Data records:

++++

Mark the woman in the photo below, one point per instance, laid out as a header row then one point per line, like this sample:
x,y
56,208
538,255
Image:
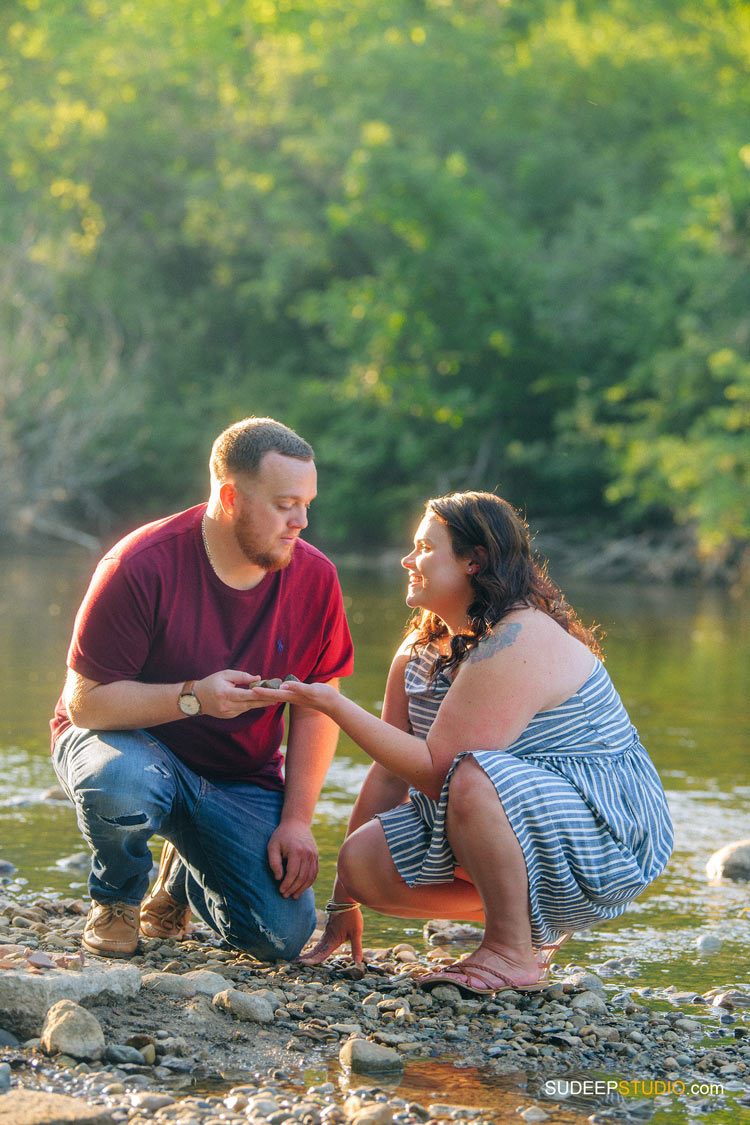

++++

Could you write out the rows above again, switching "woman" to "person" and keeping everything else the same? Leave the pictures out.

Mark the person in the photo below, one point per instance, laid out as a header row then one point per line, like this sample:
x,y
56,208
538,255
Image:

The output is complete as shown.